==== Records for this task

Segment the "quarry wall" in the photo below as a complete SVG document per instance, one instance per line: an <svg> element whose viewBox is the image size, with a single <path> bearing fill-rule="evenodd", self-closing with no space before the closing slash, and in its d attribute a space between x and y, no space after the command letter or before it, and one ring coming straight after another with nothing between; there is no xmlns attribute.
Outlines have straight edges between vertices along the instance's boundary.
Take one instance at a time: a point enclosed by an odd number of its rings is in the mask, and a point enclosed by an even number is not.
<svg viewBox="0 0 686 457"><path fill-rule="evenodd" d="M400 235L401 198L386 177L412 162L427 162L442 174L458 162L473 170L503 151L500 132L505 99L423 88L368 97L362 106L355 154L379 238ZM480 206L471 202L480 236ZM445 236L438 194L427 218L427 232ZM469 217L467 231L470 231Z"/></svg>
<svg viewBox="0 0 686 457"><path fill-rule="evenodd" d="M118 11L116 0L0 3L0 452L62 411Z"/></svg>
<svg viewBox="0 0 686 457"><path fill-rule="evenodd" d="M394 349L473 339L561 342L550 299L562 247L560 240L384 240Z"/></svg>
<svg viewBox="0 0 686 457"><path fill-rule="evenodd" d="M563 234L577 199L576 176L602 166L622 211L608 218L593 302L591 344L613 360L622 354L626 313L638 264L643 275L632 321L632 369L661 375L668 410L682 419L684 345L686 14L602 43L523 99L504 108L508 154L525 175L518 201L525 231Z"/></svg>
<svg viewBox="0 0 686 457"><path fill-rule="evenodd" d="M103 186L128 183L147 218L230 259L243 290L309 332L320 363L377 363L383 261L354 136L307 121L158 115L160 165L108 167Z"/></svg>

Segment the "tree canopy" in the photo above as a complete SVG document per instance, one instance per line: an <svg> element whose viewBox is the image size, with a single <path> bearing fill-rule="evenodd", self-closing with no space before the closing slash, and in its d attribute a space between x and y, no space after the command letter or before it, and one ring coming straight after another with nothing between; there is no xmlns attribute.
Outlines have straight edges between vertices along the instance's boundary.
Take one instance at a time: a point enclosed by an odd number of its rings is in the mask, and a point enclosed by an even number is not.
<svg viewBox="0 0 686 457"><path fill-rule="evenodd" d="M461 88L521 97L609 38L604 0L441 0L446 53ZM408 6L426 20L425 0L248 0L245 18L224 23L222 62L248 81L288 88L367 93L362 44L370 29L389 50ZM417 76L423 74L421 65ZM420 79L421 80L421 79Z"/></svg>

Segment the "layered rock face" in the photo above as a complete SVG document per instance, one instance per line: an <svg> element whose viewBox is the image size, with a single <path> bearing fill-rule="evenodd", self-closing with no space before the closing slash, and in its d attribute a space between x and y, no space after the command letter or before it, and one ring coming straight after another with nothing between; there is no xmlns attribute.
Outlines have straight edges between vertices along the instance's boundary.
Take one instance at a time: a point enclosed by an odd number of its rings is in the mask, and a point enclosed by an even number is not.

========

Exercise = Can you give every line above again, exactly as written?

Answer to this exercise =
Segment the "quarry wall" in the photo below as a complete SVG document per instance, one instance per line: an <svg> element whose viewBox is the image size, with a single <path> bearing fill-rule="evenodd", self-closing with no space before the closing slash, and in its d attribute a space between x and y, no space after the command letter or before it, and one ring coming straight after another with nothing between; there is no xmlns attribute.
Outlines have straight edges between vertices along the instance's boundary.
Take one instance at a time: a point enclosed by an odd number of its rings is in the mask, and a point enclosed by an even number is not.
<svg viewBox="0 0 686 457"><path fill-rule="evenodd" d="M400 235L401 198L386 177L412 162L427 162L442 174L458 162L473 170L503 151L500 132L505 99L423 88L368 97L362 106L355 154L379 238ZM480 206L471 202L480 236ZM445 236L438 194L427 218L427 232ZM469 217L467 231L470 231Z"/></svg>
<svg viewBox="0 0 686 457"><path fill-rule="evenodd" d="M118 11L116 0L0 3L0 452L62 411Z"/></svg>
<svg viewBox="0 0 686 457"><path fill-rule="evenodd" d="M394 349L473 339L561 342L550 299L562 247L560 240L384 240Z"/></svg>
<svg viewBox="0 0 686 457"><path fill-rule="evenodd" d="M563 234L577 199L576 176L602 166L622 211L608 218L593 302L591 344L613 360L622 354L626 313L638 264L643 275L632 321L632 369L661 375L668 410L682 419L684 345L686 14L602 43L523 99L504 108L508 154L525 175L518 201L525 231Z"/></svg>
<svg viewBox="0 0 686 457"><path fill-rule="evenodd" d="M103 186L128 183L147 218L230 259L243 290L309 332L320 363L377 363L383 261L354 136L307 121L158 115L160 165L108 167Z"/></svg>

Segment the "tree canopy" in the photo above as a complete SVG document per instance, one instance per line: an <svg> element whose viewBox is the image size, with a single <path> bearing fill-rule="evenodd", self-closing with no space before the closing slash, and in its d attribute a space between x and y, no space after the command letter or before it, and one ring coming straight after another with nothing between; there is no xmlns attribute.
Outlines have straight edges between vertices along the instance's boundary.
Take one instance at a time: a point enclosed by an odd number of its rings is in the mask, and a point enclosed by an even number is not.
<svg viewBox="0 0 686 457"><path fill-rule="evenodd" d="M461 88L521 97L609 38L604 0L441 0L446 53ZM408 6L426 20L425 0L248 0L245 18L224 23L222 62L248 81L288 88L367 93L362 44L370 29L389 50ZM417 76L423 74L421 65ZM420 79L421 80L421 79Z"/></svg>

Segment the "layered rock face" in the photo above as a complete SVG document per instance, one instance per line: an <svg> element whose viewBox is the image size, with a single <path> bearing fill-rule="evenodd", self-closing with no space before the closing slash, and in its d attribute a space between x and y, no space after the command letter or before it, and one ring coming straight after another with nothing between; there is no xmlns attribute.
Outlines have straight edges between vertices along the instance's boundary.
Take one instance at a time: a point enclosed by an odd number of its rings is in the mask, and a point enclosed by an even number is not.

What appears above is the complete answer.